**本文抜粋:**
同業者からの尊敬を集め、ロック界全体に影響力を及ぼすリチャーズ。彼は優れた功績を残しながら、現在でも音楽業界の第一線を走っている。ギタリストを本業にしつつも現代R&Bの礎を築き、個性的な歌声でシンガーとしても活動。時には俳優業もこなすリチャーズが、ストーンズの面々とともにUKの音楽シーンを形作ってきたことは説明するまでもないだろう。

この記事では、ストーンズの一員としての“本職”を離れた彼のソロ・キャリアに光を当てていきたい。

気心の知れた仲間たちを自ら集め、自ら命名したエクスペンシヴ・ワイノーズ (The X-Pensive Winos) とともに彼が作り上げた作品は、どれも私たちに喜びを届けてくれる。だがリチャーズという男は、常に死力を尽くし、休みなく仕事に身を捧げてきた。そうしてボロボロになりながらも自分らしさを失わない彼は、逆境に屈しない真の勝者なのである。その半生は、高い評価を受けた長大な自伝『ライフ』 (2009年出版) の中で鮮やかに語られている。

また、そのあとで彼が発表した『ガス・アンド・ミー』は愛らしい児童書であり、芸術的な本作りの好例と評されている。同著で鵜が枯れているのは、家族愛と伝承の物語だ。そこには音楽のもたらす魔法が子どもたちにも理解しやすい形で表現されているが、もちろん、大人たちも心を奪われる作品だ。彼の娘であるセオドア・リチャーズが作画を担当したこの優しい物語は、手に取った人の期待を決して裏切らないはずである。

そんなキース・リチャーズは、世間に見せている“手に負えない一匹狼”としての一面と、家族を愛し、心優しく寛容な私生活の顔をどちらも備えている。本人のことをよく知っている人にとっては、それこそが彼という人物なのである。

ライヴのステージやスタジオで本領を発揮しているときのキース・リチャーズは、天性のバンドリーダーと呼ぶに相応しい。きっと彼は、時代や音楽ジャンルにかかわらず成功を手にしていたことだろう。また、彼は自身の残してきた伝説には無頓着でありながら、歴史研究に熱心な蔵書家でもある。

2009年にスパイクTVのイベントで“ロック・イモータル・アワード”を受賞した際には、プレゼンターとして彼の友人であるジョニー・デップが登場。そのデップが親しみを込めてリチャーズの身振りを真似ていたことはよく知られている。映画『パイレーツ・オブ・カリビアン』シリーズでジョニー・デップが演じたジャック・スパロウ船長の人物像は、リチャーズのそれを参考にし、彼に捧げられているのだ。洒落のきいた発言でお馴染みのリチャーズは、この賞についてこうコメントしている。

「俺は“生ける伝説”って呼ばれるのが好きだった。それで満足していたんだ……。でも、“不死身 (イモータル) ”って言われるのはそれ以上に良い気分だよ」

**抽出データ:**
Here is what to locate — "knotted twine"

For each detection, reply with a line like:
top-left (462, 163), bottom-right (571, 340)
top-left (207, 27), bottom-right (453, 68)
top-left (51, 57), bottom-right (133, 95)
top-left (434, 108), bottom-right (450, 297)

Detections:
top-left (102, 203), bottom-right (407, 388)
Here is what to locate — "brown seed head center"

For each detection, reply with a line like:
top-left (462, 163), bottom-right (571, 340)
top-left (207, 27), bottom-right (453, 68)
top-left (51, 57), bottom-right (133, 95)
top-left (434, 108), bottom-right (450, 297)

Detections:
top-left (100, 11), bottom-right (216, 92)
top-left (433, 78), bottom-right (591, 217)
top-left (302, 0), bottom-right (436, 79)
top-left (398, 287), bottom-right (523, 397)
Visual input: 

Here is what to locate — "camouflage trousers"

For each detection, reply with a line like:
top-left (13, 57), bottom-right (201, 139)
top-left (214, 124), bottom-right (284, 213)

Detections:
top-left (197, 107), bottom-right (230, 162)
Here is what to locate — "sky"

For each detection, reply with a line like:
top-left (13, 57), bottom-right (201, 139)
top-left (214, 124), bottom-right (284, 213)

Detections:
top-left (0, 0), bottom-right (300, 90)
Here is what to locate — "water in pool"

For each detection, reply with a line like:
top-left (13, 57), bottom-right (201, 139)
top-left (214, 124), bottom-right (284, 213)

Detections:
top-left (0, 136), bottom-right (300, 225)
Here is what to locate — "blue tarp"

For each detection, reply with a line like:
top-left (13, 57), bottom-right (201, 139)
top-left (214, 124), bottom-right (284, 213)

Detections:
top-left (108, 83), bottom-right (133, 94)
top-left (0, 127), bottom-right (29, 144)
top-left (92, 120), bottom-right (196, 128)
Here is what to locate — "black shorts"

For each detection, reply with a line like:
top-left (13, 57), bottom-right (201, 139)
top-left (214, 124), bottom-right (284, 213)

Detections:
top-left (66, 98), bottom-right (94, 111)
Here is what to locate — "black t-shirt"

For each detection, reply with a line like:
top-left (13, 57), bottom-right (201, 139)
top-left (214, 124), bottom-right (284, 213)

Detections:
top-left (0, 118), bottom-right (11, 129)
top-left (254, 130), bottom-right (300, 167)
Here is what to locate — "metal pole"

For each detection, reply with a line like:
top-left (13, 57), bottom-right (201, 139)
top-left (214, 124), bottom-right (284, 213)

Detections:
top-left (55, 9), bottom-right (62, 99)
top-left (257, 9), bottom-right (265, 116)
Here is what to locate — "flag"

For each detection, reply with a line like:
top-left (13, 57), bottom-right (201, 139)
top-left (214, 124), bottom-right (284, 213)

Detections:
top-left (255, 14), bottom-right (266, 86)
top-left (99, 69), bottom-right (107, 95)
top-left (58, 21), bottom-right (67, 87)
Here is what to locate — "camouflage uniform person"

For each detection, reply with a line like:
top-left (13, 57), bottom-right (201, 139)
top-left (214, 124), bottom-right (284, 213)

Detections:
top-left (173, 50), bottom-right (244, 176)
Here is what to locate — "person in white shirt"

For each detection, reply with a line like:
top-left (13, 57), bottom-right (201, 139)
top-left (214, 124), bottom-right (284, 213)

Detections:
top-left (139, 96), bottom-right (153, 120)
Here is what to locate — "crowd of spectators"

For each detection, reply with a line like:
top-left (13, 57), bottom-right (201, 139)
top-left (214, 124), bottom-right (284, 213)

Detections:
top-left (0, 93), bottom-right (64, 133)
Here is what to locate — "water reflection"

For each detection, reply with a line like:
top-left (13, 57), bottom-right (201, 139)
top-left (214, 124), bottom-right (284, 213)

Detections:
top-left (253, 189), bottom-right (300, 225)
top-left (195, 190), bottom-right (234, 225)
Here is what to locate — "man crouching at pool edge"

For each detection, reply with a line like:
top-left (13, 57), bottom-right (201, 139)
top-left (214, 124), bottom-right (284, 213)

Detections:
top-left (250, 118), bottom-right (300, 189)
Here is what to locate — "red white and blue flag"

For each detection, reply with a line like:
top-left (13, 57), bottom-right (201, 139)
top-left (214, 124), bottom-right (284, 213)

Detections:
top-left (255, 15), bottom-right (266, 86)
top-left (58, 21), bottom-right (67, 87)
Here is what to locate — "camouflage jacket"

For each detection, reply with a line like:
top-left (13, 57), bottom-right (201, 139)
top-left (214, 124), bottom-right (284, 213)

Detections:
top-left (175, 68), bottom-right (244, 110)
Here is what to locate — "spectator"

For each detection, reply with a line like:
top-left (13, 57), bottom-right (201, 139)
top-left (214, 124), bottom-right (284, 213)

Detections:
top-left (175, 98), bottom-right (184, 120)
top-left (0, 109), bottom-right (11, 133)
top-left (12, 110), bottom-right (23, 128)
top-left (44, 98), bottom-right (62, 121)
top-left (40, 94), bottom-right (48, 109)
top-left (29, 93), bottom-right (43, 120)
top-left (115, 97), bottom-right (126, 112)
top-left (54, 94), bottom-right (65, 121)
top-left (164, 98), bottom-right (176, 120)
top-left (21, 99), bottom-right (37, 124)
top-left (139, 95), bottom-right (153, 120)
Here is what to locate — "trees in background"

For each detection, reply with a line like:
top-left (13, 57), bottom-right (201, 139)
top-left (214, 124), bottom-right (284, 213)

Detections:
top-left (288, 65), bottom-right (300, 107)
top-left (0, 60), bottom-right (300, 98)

**課題一覧:**
• A. 本文抜粋のうち「ライヴのステージやスタジオで」で始まる段落を、主な事実を残したまま、より短く書き直せ。
• B. 本文抜粋の「ライヴのステージやスタジオで」から「ついてこうコメントしている。」までを、「ついてこうコメントしている。」も含めてそのまま書き写せ。

**課題の解答:**
• A. ライヴやスタジオで本領を発揮するキース・リチャーズは天性のバンドリーダーであり、時代や音楽ジャンルを問わず成功していただろう。自身の伝説には無頓着な一方で、歴史研究に熱心な蔵書家でもある。

• B.
ライヴのステージやスタジオで本領を発揮しているときのキース・リチャーズは、天性のバンドリーダーと呼ぶに相応しい。きっと彼は、時代や音楽ジャンルにかかわらず成功を手にしていたことだろう。また、彼は自身の残してきた伝説には無頓着でありながら、歴史研究に熱心な蔵書家でもある。

2009年にスパイクTVのイベントで“ロック・イモータル・アワード”を受賞した際には、プレゼンターとして彼の友人であるジョニー・デップが登場。そのデップが親しみを込めてリチャーズの身振りを真似ていたことはよく知られている。映画『パイレーツ・オブ・カリビアン』シリーズでジョニー・デップが演じたジャック・スパロウ船長の人物像は、リチャーズのそれを参考にし、彼に捧げられているのだ。洒落のきいた発言でお馴染みのリチャーズは、この賞についてこうコメントしている。